> What is required
Find every line in the records below that contains the string "roof" and copy each of those lines. Case counts.

> Data extract

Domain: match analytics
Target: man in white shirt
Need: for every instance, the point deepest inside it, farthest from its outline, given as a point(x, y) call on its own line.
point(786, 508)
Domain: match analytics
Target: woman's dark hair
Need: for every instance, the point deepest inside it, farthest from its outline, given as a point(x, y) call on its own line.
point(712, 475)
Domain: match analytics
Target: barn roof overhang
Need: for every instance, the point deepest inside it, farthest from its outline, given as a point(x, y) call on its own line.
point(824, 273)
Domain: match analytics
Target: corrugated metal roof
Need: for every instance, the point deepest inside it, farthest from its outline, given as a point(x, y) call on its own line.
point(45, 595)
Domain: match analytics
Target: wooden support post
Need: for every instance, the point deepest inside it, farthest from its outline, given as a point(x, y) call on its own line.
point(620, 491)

...

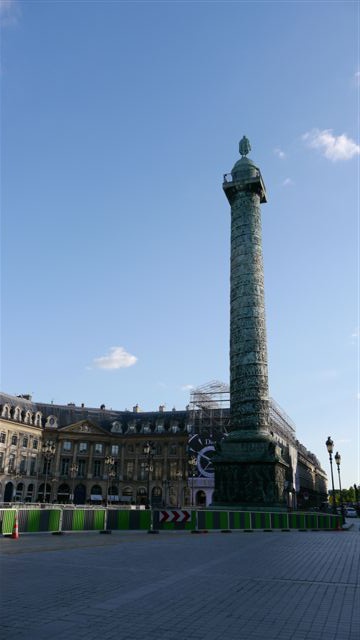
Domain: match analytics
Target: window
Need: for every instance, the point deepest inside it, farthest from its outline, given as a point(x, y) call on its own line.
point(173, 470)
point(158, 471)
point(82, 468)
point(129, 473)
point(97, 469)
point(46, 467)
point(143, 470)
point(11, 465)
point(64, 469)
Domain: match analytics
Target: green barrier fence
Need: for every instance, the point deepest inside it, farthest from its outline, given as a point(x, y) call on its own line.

==

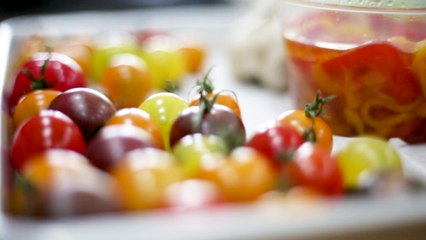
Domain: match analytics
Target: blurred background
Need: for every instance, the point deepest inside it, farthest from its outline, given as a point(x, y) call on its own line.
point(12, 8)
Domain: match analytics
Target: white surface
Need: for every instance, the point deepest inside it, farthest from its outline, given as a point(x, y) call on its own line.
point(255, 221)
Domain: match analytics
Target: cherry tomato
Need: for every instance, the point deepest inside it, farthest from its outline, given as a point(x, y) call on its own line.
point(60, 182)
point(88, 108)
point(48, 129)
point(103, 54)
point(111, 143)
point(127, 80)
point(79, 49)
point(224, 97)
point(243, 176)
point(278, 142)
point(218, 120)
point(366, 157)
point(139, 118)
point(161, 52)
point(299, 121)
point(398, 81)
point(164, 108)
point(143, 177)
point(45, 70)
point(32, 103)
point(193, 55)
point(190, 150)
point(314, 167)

> The result
Target: barn roof overhang
Target: corrugated metal roof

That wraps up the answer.